### Actions to take:
1) From the Fender Coronado bass text, list each feature of the sample bass that the text ties to Roger Rossmeisl's involvement.
2) Write the next part of the Fender Coronado bass text, picking up after its final sentence.

### Passage shown:

Talented luthier Roger Rossmeisl, who’d migrated from Rickenbacker to Fender in the early 1960s, designed Fender’s acoustic flat-top line and was tapped to work on the new thinline electrics. And one would think the company would have learned, from the unenthusiastic reception given the acoustics, that in the eyes of the guitar-buying public, Fender was as a solidbody builder.

Nevertheless, the Rossmeisl-designed Coronado guitars and basses were introduced in 1966; the one-pickup Coronado I bass was first, and the two-pickup Coronado II bass came along in ’67. Both were standard 30″-scale instruments, and our sample model is a primo first-year example of the two-pickup version. Note the rounded “egg” tuners and softened lower portion of the headstock silhouette (no “barb,” as found on Fender’s solidbodies). This is a possible validation of Rossmeisl’s involvement, as the headstock silhouette of Fender’s flat-top acoustics looked the same.

The bound neck with rosewood fretboard has block markers beginning on the first fret. The entire Coronado series maintained Fender’s original instrument construction philosophy, in that the neck on this bass and other Coronados was a bolt-on type. This bass has “18JUN67B” rubber-stamped on the neck butt, and “Cherry” penciled into the body cavity.

The long, thin, bound f-holes sidle up to a thumbrest and fingerrest set at opposing angles (the f-holes on Coronado I basses were unbound).

The bridge is a unique stair-step intonatable unit, and the tailpiece is another indication of the Rossmeisl presence – the traditional Fender “Flying F” is there, and Rossmeisl designed a similar “R” tailpiece during his tenure at Rickenbacker. What’s more, the control knobs (two volume, two tone) sure do look like they’d be at home on a Ric guitar or bass…

The pickups on the Coronado series were uninspiring and fraught with problems, including a propensity to feed back, according to longtime Fender employee Bill Carson, who also recalled in his autobiography, Bill Carson: My Life and Times With Fender Instruments , that “the point of no return” had been reached in production commitment to the series before the pickup problems could be solved. His recollection included pronouncing the Coronado project a “fiasco.”

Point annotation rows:
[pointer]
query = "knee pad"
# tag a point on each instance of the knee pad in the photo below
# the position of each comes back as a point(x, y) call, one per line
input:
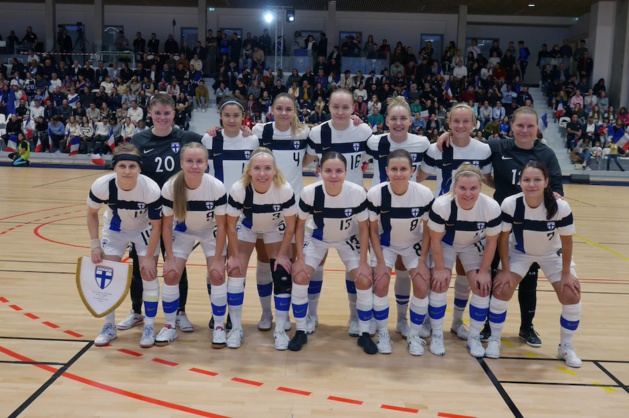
point(282, 280)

### Answers in order:
1)
- The headstock silhouette: its softened lower portion has no "barb" and matches the headstock of Fender's flat-top acoustics.
- The tailpiece: it carries the Fender "Flying F," and Rossmeisl had designed a similar "R" tailpiece at Rickenbacker.
- The control knobs (two volume, two tone): they look like they would be at home on a Rickenbacker guitar or bass.

2)
The term “flop” could also apply to what happened when a player strapped one on. Coronados were fully hollow, unlike the Gibson and Guild instruments, which had a center block of wood running through the middle of their thinline bodies, for sonic and ergonomic reasons. Accordingly, donning a Coronado bass (with a longer and heavier neck than a guitar) revealed a strong tendency for its headstock to take a dive toward the ground.

Variants of Coronado thinlines over the years included the Wildwood series (bodies made from beechwood trees that had been injected with dye while growing), and the ghost-like Antigua series, which had an off-white-and-grey finish.

No bass player of renown was regularly seen plunking on a Coronado when the series was in production, nor are Coronados highly soughtafter in the vintage market because of any unique sonic properties.

The failure of the Coronado thinlines as the first series introduced by CBS/Fender was a harbinger of the problems – to include marketing, design, and ultimately, quality – that would plague the company for the two decades of CBS’s ownership.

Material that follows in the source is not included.